For Matt Zeller, who heads a team of more than 300 people across Australia and New Zealand, his number one priority in life is being there for his family as a father and husband.
Zeller is an executive at Novartis, one of the world’s largest pharmaceutical corporations, and his mission is not just ensuring that his teams excel at work but that they feel valued and supported in a way that also allows them to fulfill their responsibilities outside the office.
“Family is the most important thing in my life,” Zeller tells Women’s Agenda.
“I take my job very seriously, but my family comes number one always.”
Novartis is a founding partner of the Family Friendly Workplaces initiative that began in 2021.
Zeller also recently became a family-friendly workplaces ambassador and is a leading advocate in this space.
The organisation has fluid, gender-neutral policies around parental leave, flexibility and other supports in place to ensure staff don’t have to sacrifice their careers when care obligations emerge in their lives.
Zeller says well-designed HR policies form just part of what’s needed to make a workplace family-friendly.
For employees to feel empowered and safe to raise what’s happening at home and actually make use of things like paid parental leave, he says the culture and actions of leaders at all levels matters.
That’s why he speaks so openly about his value of family and encourages others on the team to do so too.
“The environment that we’re building here at Novartis ANZ is one where it’s not about optimising for a week or a month or a short-term deadline,” he says.
“It’s about building this long-term continuity and this long-term vision together where we’re all buying into the same idea about what it looks like to be successful.
“And it’s not just successful professionally, it’s also personally because increasingly more and more, all these things get wrapped up together.
“At the end of the day, it comes down to the leadership team and to your individual boss.”

## SUPPLIED DATA

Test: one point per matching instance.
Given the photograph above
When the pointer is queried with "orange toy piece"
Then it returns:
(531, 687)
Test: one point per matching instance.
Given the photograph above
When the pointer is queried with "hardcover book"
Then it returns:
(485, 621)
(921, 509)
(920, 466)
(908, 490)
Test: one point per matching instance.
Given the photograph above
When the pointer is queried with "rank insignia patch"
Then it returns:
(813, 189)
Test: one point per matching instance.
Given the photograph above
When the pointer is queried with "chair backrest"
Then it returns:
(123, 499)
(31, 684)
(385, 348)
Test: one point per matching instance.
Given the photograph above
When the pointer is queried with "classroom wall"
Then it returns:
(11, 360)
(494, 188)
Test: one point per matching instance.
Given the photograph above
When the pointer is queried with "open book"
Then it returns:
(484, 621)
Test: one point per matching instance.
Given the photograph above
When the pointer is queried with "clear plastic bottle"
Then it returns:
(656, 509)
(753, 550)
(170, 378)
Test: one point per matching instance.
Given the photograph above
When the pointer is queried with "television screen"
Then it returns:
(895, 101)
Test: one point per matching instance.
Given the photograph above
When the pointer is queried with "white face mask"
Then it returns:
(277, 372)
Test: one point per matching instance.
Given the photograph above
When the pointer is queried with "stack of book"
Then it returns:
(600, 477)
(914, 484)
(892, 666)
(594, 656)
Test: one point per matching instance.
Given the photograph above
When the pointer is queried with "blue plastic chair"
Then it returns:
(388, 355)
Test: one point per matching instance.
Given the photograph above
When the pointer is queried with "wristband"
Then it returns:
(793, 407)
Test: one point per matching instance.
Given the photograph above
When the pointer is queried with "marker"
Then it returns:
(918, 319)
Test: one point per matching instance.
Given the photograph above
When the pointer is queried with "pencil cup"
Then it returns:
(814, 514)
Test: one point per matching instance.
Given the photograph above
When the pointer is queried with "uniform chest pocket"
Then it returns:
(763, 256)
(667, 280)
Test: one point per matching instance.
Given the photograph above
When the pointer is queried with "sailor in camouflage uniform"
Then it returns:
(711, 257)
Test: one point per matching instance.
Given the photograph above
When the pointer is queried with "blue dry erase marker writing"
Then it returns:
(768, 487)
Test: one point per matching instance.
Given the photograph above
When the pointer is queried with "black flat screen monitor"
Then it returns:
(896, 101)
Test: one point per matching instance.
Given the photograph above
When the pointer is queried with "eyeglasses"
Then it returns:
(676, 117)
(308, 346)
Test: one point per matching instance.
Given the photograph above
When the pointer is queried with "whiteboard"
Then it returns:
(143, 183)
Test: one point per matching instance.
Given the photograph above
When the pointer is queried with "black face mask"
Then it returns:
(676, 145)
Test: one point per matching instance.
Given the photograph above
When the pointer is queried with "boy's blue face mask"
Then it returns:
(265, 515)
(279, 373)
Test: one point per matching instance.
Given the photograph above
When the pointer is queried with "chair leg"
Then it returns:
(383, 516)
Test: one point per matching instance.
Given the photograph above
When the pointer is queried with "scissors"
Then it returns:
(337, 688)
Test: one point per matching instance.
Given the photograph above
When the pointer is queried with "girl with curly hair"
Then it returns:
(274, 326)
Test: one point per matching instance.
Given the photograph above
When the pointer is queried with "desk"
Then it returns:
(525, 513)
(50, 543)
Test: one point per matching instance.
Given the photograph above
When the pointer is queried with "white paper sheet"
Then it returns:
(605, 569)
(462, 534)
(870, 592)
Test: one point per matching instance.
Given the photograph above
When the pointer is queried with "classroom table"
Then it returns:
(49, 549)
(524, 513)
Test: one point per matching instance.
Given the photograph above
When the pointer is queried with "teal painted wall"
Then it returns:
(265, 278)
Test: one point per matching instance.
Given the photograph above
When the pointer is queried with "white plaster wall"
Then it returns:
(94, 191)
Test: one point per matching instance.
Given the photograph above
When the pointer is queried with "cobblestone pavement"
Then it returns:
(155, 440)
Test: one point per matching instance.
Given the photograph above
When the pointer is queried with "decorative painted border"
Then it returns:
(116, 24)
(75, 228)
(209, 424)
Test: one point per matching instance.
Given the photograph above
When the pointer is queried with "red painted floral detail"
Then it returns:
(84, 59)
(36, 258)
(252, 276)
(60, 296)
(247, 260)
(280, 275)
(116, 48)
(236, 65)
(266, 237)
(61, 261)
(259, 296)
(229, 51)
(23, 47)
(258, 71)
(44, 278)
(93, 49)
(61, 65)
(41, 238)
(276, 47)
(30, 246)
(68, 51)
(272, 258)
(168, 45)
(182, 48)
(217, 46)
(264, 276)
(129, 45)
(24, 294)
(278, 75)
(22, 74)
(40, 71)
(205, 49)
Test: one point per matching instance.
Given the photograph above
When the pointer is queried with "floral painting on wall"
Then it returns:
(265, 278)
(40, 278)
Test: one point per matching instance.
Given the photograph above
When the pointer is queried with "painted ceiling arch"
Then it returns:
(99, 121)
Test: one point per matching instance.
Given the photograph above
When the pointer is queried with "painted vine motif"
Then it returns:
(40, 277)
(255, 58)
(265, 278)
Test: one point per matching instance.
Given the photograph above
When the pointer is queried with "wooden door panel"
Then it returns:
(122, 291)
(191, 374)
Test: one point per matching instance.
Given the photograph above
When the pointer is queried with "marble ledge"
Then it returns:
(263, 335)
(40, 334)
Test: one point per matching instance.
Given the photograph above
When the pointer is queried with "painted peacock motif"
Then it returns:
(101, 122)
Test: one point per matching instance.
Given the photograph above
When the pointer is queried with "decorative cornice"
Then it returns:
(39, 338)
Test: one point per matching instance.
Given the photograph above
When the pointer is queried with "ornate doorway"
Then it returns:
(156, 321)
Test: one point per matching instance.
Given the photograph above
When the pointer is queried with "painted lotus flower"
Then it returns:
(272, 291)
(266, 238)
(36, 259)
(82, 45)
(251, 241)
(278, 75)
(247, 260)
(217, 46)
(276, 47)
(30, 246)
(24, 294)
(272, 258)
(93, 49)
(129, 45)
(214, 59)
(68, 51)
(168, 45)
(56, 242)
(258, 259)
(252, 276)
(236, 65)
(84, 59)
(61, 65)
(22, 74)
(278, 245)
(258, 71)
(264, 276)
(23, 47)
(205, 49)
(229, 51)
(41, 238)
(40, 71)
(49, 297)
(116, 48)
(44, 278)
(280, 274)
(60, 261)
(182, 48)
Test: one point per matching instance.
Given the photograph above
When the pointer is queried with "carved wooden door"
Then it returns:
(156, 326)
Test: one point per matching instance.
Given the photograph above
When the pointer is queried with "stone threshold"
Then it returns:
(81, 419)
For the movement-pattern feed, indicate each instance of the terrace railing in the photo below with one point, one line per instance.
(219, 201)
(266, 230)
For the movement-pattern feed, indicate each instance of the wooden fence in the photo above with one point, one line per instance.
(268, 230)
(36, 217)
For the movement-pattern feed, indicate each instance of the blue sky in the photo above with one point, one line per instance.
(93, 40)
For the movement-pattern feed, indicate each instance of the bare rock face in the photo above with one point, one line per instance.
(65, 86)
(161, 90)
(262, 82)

## TO DO
(A) According to the article about Matt Zeller, in what year did the Family Friendly Workplaces initiative begin?
(B) Pick up the article about Matt Zeller after its final sentence and continue it.
The rows play no part in this exercise.

## WRITTEN ANSWERS
(A) The Family Friendly Workplaces initiative began in 2021.

(B)
Fellow Novartis executive Saada McNamee says as leaders and parents, they understand that caring responsibilities can evolve over many years so for workplace policies to be relevant and practical, they need to factor this in.
“My son’s at university and we’re still parenting him, right?” she says.
“That flexible working policy is a really important component in terms of helping our associates consider their obligations at work and their obligations at home.”
McNamee says it’s deeply rewarding to see staff, regardless of gender, taking up the parental leave policy.
“They’re openly having conversations about time with their newborn child, how special that’s been,” she says.
“For me that gives a sense that leaders are doing what they should be doing, which is supporting and encouraging people to put their family at the heart of their lives.”
Developing and nurturing a family-friendly culture for hundreds of employees has taken a dedicated and proactive effort by leaders like Zeller and McNamee.
With everyone, especially those in senior roles, aligned on these core values, it has helped create a solutions-focused environment that enhances productivity, equity and flexibility.
“When you’re putting in place a really inclusive policy in a global multinational, some of the challenges we’ve had is how we navigate that throughout our HR systems and processes,” says McNamee.
“In terms of how we navigate it within the business, I’ve had a few conversations with leaders trying to work through how they’re going to backfill and resource and manage what is a very flexible policy.
“Someone can take that full 16 weeks in one hit.
“And we just practically sit down, break it down and make it work – I haven’t had one leader come to me and say ‘hey, look, this isn’t working’.
“Everyone will come and say ‘okay, we just now need to work out how we’re going to resource for this’.
“Leadership plays a key role.
“Us setting the example is really important.
“I had a bit of a family crisis a couple of weeks ago and my family’s in New Zealand so my husband’s there, my daughter’s in her last year of school and my son’s at university.
“I rang [Zeller] and said ‘hey, look, I’m going to have to get back to New Zealand’. He said ‘just go’. So I worked through that week but I was working from New Zealand. No eyelids battered. It’s just not a big deal.
“Because that’s the way that we operate as a culture.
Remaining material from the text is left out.